Rows from a dataset
:::
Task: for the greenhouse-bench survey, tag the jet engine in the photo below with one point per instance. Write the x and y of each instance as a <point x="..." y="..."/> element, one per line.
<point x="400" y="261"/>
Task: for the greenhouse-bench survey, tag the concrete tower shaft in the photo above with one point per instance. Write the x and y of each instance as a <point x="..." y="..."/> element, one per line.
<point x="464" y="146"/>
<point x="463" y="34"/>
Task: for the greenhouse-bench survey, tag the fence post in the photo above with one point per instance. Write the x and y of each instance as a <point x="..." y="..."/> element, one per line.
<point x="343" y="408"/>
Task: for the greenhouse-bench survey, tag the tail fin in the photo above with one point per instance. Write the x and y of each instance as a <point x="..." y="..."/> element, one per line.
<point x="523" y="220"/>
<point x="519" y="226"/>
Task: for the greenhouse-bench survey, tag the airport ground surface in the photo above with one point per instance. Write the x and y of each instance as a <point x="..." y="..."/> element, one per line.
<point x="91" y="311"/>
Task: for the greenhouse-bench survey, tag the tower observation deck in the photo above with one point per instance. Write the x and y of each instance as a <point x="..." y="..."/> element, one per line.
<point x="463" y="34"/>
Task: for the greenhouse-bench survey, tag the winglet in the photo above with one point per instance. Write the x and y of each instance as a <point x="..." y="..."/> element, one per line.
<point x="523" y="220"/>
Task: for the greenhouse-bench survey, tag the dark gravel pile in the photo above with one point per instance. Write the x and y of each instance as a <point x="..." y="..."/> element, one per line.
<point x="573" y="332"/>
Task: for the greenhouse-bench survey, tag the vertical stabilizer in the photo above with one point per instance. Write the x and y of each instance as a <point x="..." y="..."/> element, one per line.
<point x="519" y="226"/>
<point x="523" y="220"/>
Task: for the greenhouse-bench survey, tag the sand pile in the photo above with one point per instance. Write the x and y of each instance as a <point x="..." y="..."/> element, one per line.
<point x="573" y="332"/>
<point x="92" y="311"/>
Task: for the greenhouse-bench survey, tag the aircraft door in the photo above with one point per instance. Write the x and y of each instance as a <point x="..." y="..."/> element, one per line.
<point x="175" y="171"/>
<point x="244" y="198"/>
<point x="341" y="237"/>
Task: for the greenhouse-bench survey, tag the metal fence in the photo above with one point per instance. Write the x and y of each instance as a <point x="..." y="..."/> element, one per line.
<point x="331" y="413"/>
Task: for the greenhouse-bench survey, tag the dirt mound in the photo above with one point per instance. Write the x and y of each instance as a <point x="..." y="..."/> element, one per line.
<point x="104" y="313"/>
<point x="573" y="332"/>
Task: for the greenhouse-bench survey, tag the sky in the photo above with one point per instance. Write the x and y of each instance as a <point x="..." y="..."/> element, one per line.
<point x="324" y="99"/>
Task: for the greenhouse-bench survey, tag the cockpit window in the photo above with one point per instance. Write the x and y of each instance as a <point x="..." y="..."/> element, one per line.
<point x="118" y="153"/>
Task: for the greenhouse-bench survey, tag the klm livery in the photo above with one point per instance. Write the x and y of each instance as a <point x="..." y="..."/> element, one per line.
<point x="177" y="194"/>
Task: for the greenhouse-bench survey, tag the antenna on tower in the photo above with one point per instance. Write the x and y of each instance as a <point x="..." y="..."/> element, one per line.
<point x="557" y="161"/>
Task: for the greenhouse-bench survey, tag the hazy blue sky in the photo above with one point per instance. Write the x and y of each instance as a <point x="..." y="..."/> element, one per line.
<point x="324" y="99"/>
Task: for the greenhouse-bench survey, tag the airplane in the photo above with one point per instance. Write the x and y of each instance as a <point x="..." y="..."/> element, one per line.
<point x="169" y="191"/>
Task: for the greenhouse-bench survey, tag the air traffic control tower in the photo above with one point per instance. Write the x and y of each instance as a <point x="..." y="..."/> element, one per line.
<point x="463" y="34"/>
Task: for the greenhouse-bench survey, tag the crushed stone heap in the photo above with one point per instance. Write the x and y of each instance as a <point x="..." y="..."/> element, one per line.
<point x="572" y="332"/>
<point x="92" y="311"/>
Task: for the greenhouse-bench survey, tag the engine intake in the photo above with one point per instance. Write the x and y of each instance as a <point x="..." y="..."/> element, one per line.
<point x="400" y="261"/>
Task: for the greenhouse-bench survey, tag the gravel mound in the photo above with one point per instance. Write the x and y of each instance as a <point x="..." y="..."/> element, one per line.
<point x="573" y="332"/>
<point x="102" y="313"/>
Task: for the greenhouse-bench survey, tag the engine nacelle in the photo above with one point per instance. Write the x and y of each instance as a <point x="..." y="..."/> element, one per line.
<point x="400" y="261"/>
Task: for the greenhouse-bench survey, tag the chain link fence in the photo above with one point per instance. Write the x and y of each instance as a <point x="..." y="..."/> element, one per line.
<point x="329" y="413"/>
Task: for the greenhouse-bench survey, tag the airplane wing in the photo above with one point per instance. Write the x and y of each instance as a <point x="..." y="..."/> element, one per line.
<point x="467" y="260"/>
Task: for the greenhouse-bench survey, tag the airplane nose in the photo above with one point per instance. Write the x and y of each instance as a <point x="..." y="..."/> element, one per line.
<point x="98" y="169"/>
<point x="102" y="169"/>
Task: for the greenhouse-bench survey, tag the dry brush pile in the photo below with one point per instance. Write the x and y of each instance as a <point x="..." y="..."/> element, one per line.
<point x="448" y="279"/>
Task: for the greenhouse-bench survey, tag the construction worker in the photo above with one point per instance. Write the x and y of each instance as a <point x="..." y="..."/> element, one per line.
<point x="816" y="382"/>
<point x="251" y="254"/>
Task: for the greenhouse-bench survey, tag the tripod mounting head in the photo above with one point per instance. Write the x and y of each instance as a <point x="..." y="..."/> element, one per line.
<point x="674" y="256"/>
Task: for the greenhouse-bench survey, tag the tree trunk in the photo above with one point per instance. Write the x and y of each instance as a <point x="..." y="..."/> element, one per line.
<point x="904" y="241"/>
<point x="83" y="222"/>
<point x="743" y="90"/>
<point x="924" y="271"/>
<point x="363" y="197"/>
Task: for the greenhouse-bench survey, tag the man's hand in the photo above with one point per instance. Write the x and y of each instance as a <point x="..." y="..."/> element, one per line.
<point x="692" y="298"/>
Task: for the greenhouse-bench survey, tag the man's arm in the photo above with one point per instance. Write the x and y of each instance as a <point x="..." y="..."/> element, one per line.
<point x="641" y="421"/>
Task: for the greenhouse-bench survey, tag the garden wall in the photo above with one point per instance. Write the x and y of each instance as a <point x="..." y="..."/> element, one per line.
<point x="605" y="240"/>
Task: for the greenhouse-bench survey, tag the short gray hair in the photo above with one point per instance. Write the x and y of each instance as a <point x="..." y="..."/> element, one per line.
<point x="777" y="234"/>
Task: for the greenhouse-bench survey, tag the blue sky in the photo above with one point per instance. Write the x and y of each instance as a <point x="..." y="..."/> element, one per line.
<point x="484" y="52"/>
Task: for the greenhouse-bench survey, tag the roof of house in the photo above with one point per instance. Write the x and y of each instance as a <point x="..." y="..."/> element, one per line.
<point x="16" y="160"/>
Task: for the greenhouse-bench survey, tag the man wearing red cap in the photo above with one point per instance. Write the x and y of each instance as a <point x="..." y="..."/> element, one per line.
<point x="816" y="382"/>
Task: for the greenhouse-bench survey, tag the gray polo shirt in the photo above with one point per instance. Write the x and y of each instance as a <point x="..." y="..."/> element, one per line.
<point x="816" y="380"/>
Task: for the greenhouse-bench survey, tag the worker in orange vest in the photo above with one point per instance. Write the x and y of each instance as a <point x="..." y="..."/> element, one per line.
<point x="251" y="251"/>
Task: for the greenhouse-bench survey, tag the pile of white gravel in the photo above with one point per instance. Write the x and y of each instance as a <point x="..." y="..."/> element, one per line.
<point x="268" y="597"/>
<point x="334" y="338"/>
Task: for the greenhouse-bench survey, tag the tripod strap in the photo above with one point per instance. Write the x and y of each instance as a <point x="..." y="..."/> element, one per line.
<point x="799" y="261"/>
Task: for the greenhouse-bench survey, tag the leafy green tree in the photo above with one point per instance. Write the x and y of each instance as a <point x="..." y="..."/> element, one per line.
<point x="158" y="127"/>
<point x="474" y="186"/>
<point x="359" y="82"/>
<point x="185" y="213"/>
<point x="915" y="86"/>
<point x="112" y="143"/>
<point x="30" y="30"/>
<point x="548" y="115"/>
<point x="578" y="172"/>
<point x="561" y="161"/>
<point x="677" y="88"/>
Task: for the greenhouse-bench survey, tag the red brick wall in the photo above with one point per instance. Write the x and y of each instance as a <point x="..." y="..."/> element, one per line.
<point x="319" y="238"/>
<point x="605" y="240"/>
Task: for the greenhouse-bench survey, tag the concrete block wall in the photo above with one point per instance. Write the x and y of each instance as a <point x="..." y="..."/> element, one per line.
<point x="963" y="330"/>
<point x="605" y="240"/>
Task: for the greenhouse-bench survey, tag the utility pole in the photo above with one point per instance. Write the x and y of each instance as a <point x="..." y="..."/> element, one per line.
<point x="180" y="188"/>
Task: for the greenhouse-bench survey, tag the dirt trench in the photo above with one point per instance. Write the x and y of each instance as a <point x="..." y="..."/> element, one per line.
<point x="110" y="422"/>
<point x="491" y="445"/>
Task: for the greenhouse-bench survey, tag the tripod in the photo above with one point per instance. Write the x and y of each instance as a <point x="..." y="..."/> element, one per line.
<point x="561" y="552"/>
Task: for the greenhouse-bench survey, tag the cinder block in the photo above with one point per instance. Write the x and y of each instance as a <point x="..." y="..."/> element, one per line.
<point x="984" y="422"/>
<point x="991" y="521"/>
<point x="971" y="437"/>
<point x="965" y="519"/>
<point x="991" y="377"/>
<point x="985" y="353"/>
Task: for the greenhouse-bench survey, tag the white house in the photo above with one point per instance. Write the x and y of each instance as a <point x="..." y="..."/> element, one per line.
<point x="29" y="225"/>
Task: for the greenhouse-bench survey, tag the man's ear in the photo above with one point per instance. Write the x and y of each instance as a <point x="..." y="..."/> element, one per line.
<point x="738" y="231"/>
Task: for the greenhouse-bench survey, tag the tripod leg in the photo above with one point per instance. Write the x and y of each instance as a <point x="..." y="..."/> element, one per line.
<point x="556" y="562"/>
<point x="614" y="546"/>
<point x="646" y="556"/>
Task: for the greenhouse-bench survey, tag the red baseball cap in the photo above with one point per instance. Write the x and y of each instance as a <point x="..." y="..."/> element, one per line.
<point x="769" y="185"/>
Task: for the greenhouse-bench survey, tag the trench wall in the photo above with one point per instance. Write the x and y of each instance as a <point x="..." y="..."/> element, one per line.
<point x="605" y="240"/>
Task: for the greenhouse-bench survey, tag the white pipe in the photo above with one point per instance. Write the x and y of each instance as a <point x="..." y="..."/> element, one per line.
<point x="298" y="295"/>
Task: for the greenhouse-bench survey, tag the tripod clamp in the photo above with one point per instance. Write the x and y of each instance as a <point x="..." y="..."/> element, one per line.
:::
(Work to be completed)
Only the lines from the one that contains "Task: for the greenhouse-bench survey, tag the white house" to the end of the data should be output, exactly as they appear.

(Answer for the task)
Task: for the greenhouse-bench survey, tag the white house in the photo above with one point per instance. Write the x and y of each instance as a <point x="..." y="..."/> element, one per line.
<point x="29" y="225"/>
Task: for the greenhouse-bench survey, tag the man's ear in the photo above with one point per instance. Write the x and y of each instance as a <point x="..." y="..."/> element, one per line.
<point x="738" y="231"/>
Task: for the greenhouse-bench survey, tag the tripod leg in the photo above with one point per instance. Write the x and y of each instance as a <point x="..." y="..."/> element, one per line.
<point x="556" y="562"/>
<point x="614" y="546"/>
<point x="646" y="556"/>
Task: for the greenhouse-bench survey, tag the red baseball cap in the photo above with one point per instance. Write the x and y of each instance as a <point x="..." y="..."/> element, one per line.
<point x="769" y="185"/>
Task: for the greenhouse-bench survey, tag the trench wall in the photo above with one point per instance. Write the x and y of each instance as a <point x="..." y="..."/> element, one per line.
<point x="605" y="240"/>
Task: for the greenhouse-bench survey, tag the white pipe in the photo above with one point per instance. Write the x and y of each instance as a <point x="..." y="..."/> element, one per line.
<point x="298" y="295"/>
Task: for the greenhouse-bench survey, tag the tripod clamp in the photo above with one point per instance. Write the x and y of each instance as a <point x="..." y="..."/> element, one per line.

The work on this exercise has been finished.